**WHAT YOU NEED TO DO:** Convert the data below into a numbered list, leaving out any blank lines.

Named-object pointing data

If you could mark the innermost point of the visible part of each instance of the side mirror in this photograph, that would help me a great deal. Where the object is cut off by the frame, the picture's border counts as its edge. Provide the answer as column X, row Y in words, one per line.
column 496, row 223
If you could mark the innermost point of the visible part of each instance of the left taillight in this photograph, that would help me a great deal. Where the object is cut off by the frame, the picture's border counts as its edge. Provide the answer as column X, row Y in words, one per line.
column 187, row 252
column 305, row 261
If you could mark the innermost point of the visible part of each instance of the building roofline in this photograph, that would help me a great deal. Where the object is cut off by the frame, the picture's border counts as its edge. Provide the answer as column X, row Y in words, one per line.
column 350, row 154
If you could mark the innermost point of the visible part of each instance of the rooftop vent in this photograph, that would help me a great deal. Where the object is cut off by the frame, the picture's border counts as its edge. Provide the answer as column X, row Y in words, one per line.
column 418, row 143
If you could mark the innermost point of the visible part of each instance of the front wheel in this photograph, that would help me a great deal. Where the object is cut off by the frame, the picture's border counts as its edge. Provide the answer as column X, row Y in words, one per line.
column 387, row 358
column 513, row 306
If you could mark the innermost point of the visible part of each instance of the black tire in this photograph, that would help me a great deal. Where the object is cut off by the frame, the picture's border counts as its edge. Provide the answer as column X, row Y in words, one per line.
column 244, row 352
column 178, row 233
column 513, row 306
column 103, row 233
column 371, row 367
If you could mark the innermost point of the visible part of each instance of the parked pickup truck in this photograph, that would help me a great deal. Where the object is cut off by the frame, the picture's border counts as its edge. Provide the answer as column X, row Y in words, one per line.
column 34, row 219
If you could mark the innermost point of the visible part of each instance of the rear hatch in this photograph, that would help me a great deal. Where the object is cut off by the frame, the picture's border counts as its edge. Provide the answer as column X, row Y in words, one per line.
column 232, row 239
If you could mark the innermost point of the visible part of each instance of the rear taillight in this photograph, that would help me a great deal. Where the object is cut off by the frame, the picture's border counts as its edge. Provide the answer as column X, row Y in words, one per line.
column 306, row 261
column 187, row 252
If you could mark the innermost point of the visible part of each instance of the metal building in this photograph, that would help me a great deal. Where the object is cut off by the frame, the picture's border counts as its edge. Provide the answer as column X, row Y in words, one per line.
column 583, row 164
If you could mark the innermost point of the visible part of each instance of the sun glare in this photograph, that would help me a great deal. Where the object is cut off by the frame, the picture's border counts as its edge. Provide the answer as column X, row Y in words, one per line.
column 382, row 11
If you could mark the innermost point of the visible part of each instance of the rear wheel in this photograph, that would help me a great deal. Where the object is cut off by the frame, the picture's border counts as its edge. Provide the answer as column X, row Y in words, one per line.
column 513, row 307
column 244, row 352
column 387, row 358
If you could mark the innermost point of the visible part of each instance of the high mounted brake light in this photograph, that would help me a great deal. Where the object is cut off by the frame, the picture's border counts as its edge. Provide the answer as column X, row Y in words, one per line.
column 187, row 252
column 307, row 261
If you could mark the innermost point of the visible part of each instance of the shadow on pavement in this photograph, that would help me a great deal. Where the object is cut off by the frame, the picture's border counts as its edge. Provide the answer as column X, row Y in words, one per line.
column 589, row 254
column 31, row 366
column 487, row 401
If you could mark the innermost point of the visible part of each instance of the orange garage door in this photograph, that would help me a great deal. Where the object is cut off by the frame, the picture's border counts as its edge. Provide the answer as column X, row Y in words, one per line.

**EXERCISE ANSWER:**
1. If you could mark the innermost point of the visible part of each instance of the side mirror in this photograph, that would help me a great deal. Where the object is cut off by the frame, the picture's border counts as its edge. Provide the answer as column X, row Y in words, one per line.
2. column 496, row 223
3. If you could mark the innermost point of the visible part of each instance of the left taillight in this photograph, that would help me a great deal. Where the object is cut off by the frame, the picture's border counts as its edge. Provide the answer as column X, row Y in words, one per line.
4. column 187, row 252
5. column 305, row 261
6. If you could mark the innermost point of the visible part of each instance of the building roofline in this photograph, that would help me a great deal. Where the object is cut off by the frame, the picture's border counts as its edge. Provide the answer as column X, row Y in words, one per line.
7. column 350, row 154
8. If you could mark the innermost point of the visible part of each instance of the rooftop vent in this photograph, that would help me a great deal. Where the object is cut off by the frame, the picture's border counts as its edge. Provide the answer as column X, row Y in words, one per line.
9. column 418, row 143
10. If you could mark the innermost point of the visible part of each instance of the front wheel in this photograph, that would help me a great deal. Where the object is cut off by the frame, the picture's border counts as its edge. Provide the answer as column X, row Y in words, one per line.
11. column 387, row 358
12. column 513, row 306
13. If you could mark the innermost point of the visible part of each instance of the black tire in this photograph, that would help me a great deal. Where the object is cut off by the frame, the picture's border counts as its edge. Provide the answer as column X, row Y in words, one per line.
14. column 244, row 352
15. column 178, row 233
16. column 513, row 306
17. column 103, row 233
18. column 371, row 367
19. If you could mark the innermost point of the visible part of each instance of the parked pickup truck in this photograph, that would help me a great deal. Where the object is cut off by the frame, the picture's border counts as its edge. Provide the answer as column X, row Y in words, one per line.
20. column 34, row 219
21. If you could mark the innermost point of the visible part of each instance of the rear hatch in this photograph, that would help me a great deal. Where the object is cut off by the frame, the picture's border counts as its edge. Provide the answer as column X, row Y in words, one per line.
22. column 232, row 239
23. If you could mark the innermost point of the visible part of each instance of the rear taillight in this photograph, that would help me a great deal. Where the object is cut off by the frame, the picture's border counts as its edge. Provide the answer as column X, row Y in words, one per line.
24. column 306, row 261
25. column 187, row 252
26. If you could mark the innermost point of the visible part of each instance of the metal building in this photograph, that would help me a great deal. Where the object is cut off by the frame, the picture's border counts as its edge. Provide the answer as column X, row Y in words, one per line.
27. column 583, row 164
28. If you could mark the innermost point of the visible part of each instance of the sun glare in this photograph, that would help me a great deal. Where the object is cut off by the frame, the picture's border counts as its edge. Provide the answer as column X, row Y in words, one per line.
29. column 382, row 11
30. If you could mark the innermost point of the visible part of each instance of the rear wheel in this photograph, that would help me a great deal. Where the object is cut off by the frame, the picture's border counts as its edge. Provide the answer as column X, row Y in words, one per line.
31. column 513, row 307
32. column 244, row 352
33. column 387, row 358
34. If you could mark the innermost point of the visible part of each instance of the high mounted brake light in this photograph, that would help me a great deal. Where the object is cut off by the frame, the picture's border counts as its edge. Provide the answer as column X, row Y in words, one per line.
35. column 187, row 252
36. column 307, row 261
37. If you could mark the innermost point of the visible part of each instance of the shadow on pavement in this photograph, that would help me a great deal. Where the object is cut off by the frame, the picture's border counts as its edge. Provide the answer as column X, row Y in words, one per line.
38. column 589, row 254
39. column 31, row 366
40. column 487, row 401
41. If you could mark the innermost point of the visible part of each instance of the orange garage door in this photograph, that would help me a great deal. Where the object is cut off by the frame, the picture's border counts as its edge. Provide the answer as column X, row Y in words, one per line.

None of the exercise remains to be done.